[TAREA REQUERIDA 1]: Edita el extracto desde "Cuando aún no" hasta "a Felipe V.", ambos incluidos, y reemplaza "Nápoles" por "Sicilia".
[TAREA REQUERIDA 2]:
Responde estas preguntas con datos del extracto:
(a) ¿Cuántos catalanes integraban el tercio que preparó Blas de Trincheria?
(b) ¿Quién comandaba el Regimiento de Dragones «Pons»?
(c) ¿Entre qué años existió el Regimiento de Dragones «Sagunto»?
[TAREA REQUERIDA 3]: Resume el extracto en dos oraciones.

Cuando aún no se había iniciado la Guerra de Sucesión, y llegaba por primera vez Felipe V a Barcelona como rey indiscutido, siendo aclamado por los catalanes y jurando sus fueros, apareció un curioso personaje: Blas de Trincheria. Hijo de un famoso caudillo miquelete, propuso al Rey formar en dos meses un Tercio completo para acantonarlo en Nápoles. El Rey, sorprendido e incrédulo, accedió a sufragarlo. Blas de Trincheria contó con muchos antiguos miqueletes y en dos meses consiguió preparar y uniformar un tercio de 700 catalanes. Esta unidad marchó para defender el reino de Nápoles y, tras el alzamiento austracista que iniciaría la Guerra de Sucesión, sus integrantes —todos catalanes— se mantuvieron fieles a Felipe V.
Otras unidades compuestas de catalanes también se mantuvieron en las filas felipistas. Veamos la relación: Regimiento de Dragones «Pons» (1703-1706), comandado por Miquel Pons de Mendoza que luchó junto al Regimiento de Dragones de «Camprodón» (1703-1706). Éstas fueron dos unidades de extraordinaria calidad bélica y muy eficaces para la victoria de la causa felipista. Otros regimientos de catalanes felipistas fueron: el de Dragones «Picalqués» (1706-1710); el Regimiento de Dragones «Grimau» (1710-1718); Ya acabada la Guerra, los catalanes pudieron alistarse en el Regimiento de Dragones «Tarragona» (1718-1734) y en el de «Sagunto» (1725-1785).

[DATOS GUARDADOS]:
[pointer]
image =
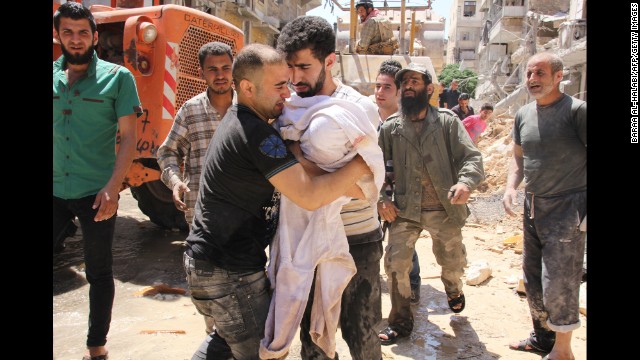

[RESULTADO FINAL 1]:
Cuando aún no se había iniciado la Guerra de Sucesión, y llegaba por primera vez Felipe V a Barcelona como rey indiscutido, siendo aclamado por los catalanes y jurando sus fueros, apareció un curioso personaje: Blas de Trincheria. Hijo de un famoso caudillo miquelete, propuso al Rey formar en dos meses un Tercio completo para acantonarlo en Sicilia. El Rey, sorprendido e incrédulo, accedió a sufragarlo. Blas de Trincheria contó con muchos antiguos miqueletes y en dos meses consiguió preparar y uniformar un tercio de 700 catalanes. Esta unidad marchó para defender el reino de Sicilia y, tras el alzamiento austracista que iniciaría la Guerra de Sucesión, sus integrantes —todos catalanes— se mantuvieron fieles a Felipe V.

[RESULTADO FINAL 2]:
(a) 700 catalanes.
(b) Miquel Pons de Mendoza.
(c) Entre 1725 y 1785.

[RESULTADO FINAL 3]: Antes de la Guerra de Sucesión, Blas de Trincheria, hijo de un famoso caudillo miquelete, formó en dos meses un tercio de 700 catalanes que marchó a defender el reino de Nápoles y se mantuvo fiel a Felipe V tras el alzamiento austracista. Otras unidades de catalanes, como los regimientos de Dragones «Pons» y «Camprodón», de extraordinaria calidad bélica, también permanecieron en las filas felipistas, y acabada la guerra los catalanes pudieron alistarse en los regimientos «Tarragona» y «Sagunto».